Quote each line exactly, from the line that contains "Where can the air" down to the last line of the listing, and no other lines.

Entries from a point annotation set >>

= = = = =

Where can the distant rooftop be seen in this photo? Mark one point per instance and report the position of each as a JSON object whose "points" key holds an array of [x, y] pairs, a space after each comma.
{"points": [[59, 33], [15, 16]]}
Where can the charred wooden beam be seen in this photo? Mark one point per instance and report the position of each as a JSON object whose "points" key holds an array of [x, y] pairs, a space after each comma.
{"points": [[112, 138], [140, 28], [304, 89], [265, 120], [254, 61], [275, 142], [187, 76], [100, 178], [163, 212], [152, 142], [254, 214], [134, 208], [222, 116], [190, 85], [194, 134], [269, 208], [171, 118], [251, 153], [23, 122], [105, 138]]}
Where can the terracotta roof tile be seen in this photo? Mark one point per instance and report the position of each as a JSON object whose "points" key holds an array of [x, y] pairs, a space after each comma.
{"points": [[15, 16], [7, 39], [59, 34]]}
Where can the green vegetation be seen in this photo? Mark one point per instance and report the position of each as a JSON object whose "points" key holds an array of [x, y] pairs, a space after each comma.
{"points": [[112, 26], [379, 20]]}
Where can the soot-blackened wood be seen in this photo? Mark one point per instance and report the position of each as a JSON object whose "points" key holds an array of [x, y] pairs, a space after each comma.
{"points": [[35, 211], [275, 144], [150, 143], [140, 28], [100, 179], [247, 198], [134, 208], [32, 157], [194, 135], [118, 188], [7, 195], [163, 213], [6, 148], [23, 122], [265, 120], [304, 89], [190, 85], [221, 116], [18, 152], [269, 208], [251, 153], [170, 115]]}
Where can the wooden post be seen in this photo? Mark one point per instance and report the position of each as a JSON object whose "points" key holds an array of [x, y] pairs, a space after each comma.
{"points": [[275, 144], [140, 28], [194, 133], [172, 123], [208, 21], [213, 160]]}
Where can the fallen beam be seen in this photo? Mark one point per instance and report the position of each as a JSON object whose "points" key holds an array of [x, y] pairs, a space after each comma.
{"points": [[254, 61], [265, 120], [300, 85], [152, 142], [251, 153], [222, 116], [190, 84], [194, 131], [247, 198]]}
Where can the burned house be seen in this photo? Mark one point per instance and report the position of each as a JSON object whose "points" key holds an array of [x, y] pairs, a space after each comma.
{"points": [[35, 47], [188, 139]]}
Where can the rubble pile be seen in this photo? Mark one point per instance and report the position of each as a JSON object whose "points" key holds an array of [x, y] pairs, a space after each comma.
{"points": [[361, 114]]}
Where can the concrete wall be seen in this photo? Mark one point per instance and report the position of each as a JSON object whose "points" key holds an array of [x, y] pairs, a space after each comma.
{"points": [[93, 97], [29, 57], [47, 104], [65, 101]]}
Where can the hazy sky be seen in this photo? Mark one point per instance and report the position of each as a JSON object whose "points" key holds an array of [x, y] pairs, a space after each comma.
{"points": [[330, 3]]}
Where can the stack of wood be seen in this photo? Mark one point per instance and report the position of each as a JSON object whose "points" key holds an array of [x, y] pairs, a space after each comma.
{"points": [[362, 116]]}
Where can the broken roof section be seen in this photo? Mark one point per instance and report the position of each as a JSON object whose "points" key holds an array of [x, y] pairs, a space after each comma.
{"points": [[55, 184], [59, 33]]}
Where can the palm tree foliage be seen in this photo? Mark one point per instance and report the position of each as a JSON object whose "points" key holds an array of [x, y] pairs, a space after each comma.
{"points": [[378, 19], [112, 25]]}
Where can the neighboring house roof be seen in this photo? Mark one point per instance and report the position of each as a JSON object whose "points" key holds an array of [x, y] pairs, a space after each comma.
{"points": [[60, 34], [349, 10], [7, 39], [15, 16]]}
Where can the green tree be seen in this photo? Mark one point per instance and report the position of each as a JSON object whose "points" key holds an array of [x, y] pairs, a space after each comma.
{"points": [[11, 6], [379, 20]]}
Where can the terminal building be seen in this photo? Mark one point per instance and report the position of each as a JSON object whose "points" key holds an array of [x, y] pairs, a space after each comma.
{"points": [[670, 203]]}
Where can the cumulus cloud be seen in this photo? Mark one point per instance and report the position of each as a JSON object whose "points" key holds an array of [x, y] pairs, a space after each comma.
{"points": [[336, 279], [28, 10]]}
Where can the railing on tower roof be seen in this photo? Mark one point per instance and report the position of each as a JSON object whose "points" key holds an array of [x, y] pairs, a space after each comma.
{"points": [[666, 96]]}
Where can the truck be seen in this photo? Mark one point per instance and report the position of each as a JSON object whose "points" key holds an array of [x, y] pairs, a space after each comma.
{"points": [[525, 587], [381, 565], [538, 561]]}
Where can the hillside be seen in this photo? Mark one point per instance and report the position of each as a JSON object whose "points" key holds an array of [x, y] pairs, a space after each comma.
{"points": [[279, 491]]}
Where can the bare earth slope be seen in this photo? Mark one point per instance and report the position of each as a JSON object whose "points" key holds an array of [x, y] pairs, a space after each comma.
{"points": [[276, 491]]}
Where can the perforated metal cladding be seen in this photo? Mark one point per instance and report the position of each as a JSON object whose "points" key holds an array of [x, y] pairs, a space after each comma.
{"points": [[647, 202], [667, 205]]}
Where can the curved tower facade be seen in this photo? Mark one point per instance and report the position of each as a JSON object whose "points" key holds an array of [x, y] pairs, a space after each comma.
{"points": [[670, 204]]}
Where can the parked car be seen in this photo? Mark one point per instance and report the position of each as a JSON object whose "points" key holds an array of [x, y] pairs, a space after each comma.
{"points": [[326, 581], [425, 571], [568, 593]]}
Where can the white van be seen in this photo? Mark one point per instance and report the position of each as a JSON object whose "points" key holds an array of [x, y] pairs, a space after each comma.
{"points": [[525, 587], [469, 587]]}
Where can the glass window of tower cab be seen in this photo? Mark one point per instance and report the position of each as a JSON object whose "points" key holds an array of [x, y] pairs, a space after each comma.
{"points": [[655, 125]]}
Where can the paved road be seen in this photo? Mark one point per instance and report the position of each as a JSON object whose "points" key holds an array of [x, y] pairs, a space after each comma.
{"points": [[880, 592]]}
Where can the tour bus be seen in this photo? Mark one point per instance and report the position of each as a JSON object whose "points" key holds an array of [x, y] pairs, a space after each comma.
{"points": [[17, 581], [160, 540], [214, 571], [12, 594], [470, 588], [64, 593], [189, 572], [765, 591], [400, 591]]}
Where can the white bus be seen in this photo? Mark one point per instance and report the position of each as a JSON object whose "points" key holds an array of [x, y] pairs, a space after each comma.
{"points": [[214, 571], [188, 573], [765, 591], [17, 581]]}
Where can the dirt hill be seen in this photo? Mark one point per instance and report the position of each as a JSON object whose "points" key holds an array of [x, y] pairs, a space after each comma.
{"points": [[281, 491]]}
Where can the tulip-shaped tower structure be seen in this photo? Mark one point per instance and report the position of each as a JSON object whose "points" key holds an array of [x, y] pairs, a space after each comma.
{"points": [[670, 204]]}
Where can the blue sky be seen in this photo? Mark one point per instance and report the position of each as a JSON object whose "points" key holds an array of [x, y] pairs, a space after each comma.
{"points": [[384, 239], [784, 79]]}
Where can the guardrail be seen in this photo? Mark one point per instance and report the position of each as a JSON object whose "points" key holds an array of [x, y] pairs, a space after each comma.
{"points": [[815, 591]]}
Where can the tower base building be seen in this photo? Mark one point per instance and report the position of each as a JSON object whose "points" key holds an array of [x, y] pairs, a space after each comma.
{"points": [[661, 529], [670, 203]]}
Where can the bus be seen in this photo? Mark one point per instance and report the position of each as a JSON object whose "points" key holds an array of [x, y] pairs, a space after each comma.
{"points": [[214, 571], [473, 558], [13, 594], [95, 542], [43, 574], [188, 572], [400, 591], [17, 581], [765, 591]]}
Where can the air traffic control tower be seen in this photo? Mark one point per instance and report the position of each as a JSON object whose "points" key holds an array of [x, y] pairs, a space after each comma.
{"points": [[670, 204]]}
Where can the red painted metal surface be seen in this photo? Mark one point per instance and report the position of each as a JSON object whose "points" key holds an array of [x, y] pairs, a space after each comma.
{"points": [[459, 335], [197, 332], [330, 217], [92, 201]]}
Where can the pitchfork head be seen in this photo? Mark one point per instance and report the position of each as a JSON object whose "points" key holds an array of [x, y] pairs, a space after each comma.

= = = = =

Problem solution >>
Where can the air traffic control tower be seen in this photo? Mark one point per instance and report the position of each as a JSON object whose "points" key holds an array of [x, y] pairs, a space after each comma.
{"points": [[670, 204]]}
Where can the red painted metal surface be seen in this photo? Mark one point per instance and report the position of each as a JSON object whose "points" key holds an array of [x, y] pairs, a space after each comma.
{"points": [[459, 335], [197, 332], [330, 217], [92, 201]]}
Where can the pitchfork head be seen in this photo? Mark one point per instance and report the position of each as a JSON object whose "points" key holds an array of [x, y] pairs, a space after each comma.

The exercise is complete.